#### [Task details]
Update the part that opens with the line containing "Inventory check — is there any car" and closes with the line containing "920;275;943;307" by changing "standing man" to "standing pedestrian". Reproduce only those lines, with nothing else altered.

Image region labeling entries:

****************

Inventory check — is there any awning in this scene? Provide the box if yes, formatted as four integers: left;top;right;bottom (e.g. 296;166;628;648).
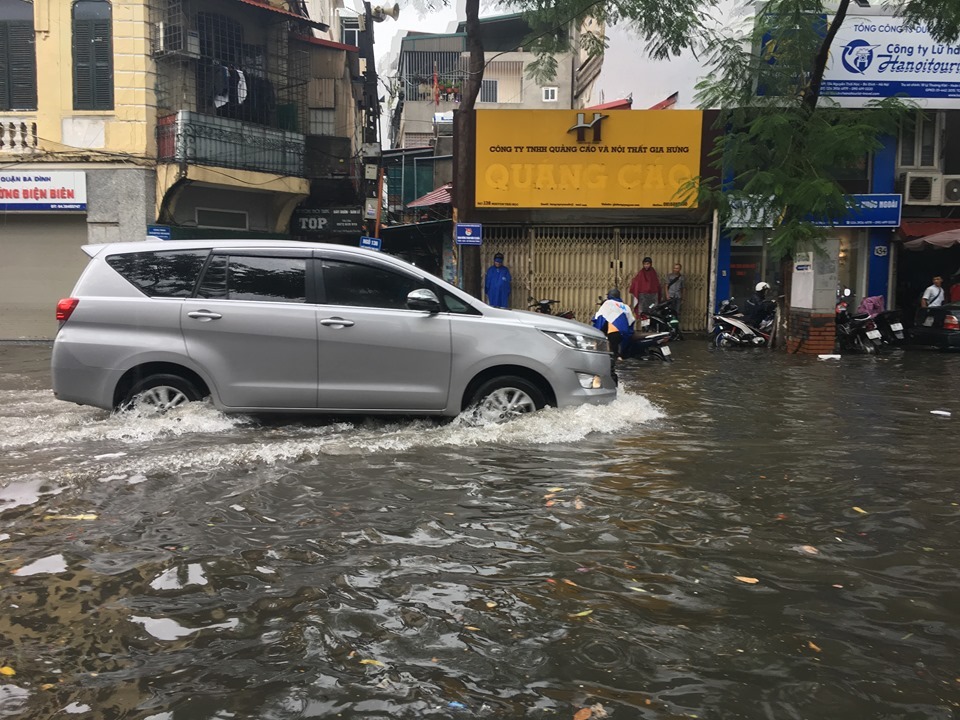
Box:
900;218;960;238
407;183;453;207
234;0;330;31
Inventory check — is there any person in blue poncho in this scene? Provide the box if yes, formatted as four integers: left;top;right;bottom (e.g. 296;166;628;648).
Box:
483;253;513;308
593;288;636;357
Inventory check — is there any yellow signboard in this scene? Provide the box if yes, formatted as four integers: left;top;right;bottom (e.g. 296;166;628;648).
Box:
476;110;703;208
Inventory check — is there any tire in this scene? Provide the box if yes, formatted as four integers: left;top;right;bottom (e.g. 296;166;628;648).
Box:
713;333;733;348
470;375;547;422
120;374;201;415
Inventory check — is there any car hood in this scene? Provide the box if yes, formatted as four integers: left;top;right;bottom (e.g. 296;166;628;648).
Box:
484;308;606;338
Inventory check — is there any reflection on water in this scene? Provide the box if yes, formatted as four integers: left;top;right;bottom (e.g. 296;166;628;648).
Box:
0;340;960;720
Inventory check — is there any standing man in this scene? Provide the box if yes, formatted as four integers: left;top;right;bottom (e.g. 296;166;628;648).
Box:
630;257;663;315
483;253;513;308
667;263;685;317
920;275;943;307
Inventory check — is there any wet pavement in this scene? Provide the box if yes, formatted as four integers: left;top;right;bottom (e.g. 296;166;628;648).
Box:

****************

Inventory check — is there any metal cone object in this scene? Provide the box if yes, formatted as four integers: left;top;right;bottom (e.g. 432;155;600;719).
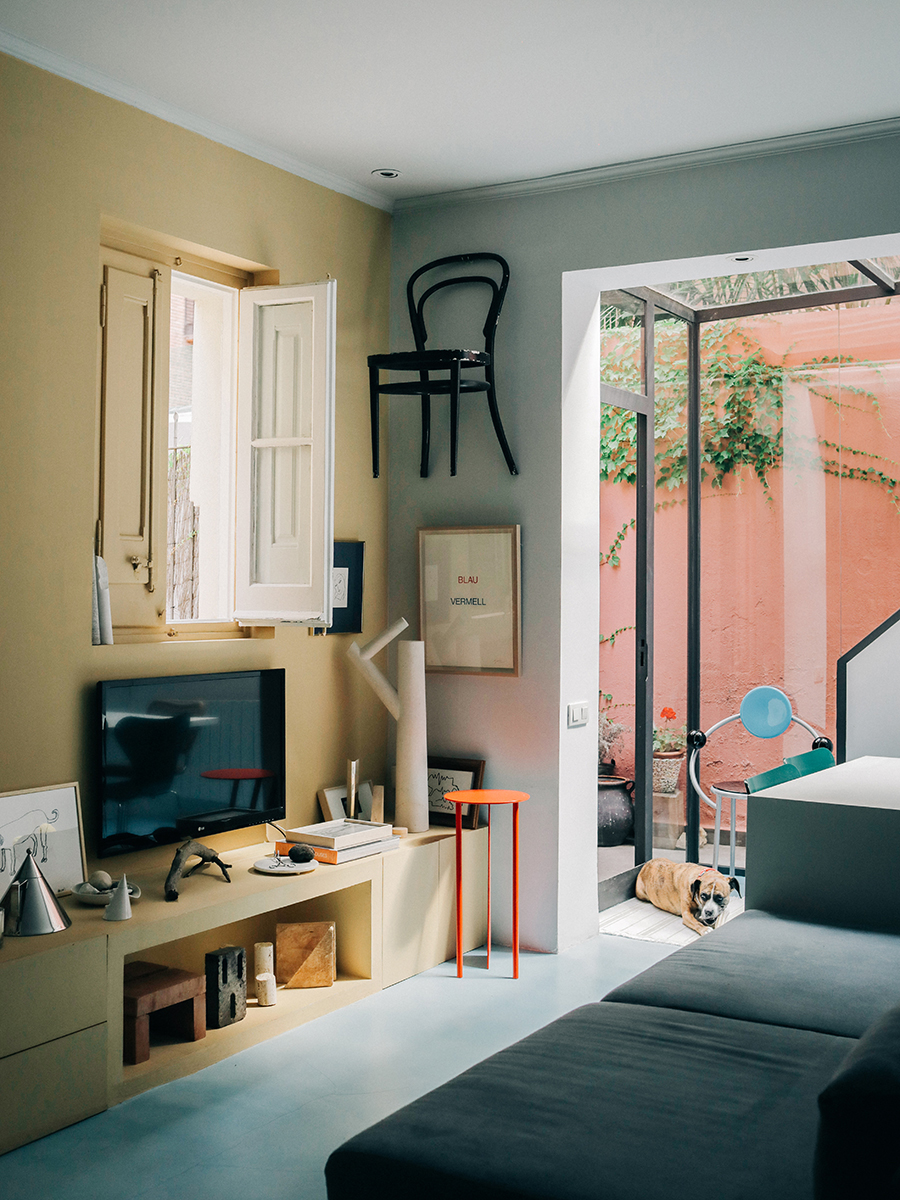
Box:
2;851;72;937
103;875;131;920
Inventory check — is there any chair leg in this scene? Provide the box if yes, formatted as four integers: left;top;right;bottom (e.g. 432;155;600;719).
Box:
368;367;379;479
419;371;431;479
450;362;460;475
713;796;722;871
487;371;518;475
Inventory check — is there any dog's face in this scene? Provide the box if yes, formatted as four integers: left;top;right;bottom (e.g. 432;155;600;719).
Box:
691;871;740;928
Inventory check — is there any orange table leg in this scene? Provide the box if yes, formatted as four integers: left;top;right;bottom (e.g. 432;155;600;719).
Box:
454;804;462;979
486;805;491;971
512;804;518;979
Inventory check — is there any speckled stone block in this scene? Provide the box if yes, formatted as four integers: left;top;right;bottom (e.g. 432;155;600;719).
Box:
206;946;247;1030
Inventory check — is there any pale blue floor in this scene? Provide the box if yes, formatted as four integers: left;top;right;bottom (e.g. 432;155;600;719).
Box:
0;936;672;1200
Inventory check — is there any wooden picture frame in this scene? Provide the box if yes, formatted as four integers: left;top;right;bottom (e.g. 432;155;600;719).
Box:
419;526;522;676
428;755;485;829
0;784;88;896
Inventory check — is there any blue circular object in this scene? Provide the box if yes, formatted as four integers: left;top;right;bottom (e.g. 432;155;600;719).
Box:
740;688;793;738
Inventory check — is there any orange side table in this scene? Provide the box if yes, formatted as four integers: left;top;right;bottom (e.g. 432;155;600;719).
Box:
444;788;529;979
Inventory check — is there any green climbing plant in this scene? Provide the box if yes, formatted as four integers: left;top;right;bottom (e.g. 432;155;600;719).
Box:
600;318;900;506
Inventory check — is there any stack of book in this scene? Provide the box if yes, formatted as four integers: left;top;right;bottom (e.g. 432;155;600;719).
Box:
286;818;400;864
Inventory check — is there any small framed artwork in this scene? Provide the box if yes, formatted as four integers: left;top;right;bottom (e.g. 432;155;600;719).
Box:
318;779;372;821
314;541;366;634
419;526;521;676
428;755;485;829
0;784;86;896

****************

#### [Written solution]
Inventory check — is there any car hood in this scene? Provide the box if yes, formatted as four integers: left;top;right;bottom (e.g. 296;166;628;648).
Box:
484;308;606;338
Inventory check — is there any reflection on water in this scene? Provide the box if yes, formatted as four integers: left;top;right;bottom (e.g. 296;166;628;648).
Box:
0;340;960;720
Inventory check — is there any standing pedestrian in this scene? Provide the box if yes, formatted as four integers: left;top;right;bottom (e.g. 296;166;628;648).
Box:
630;257;663;315
483;253;513;308
667;263;685;317
920;275;943;307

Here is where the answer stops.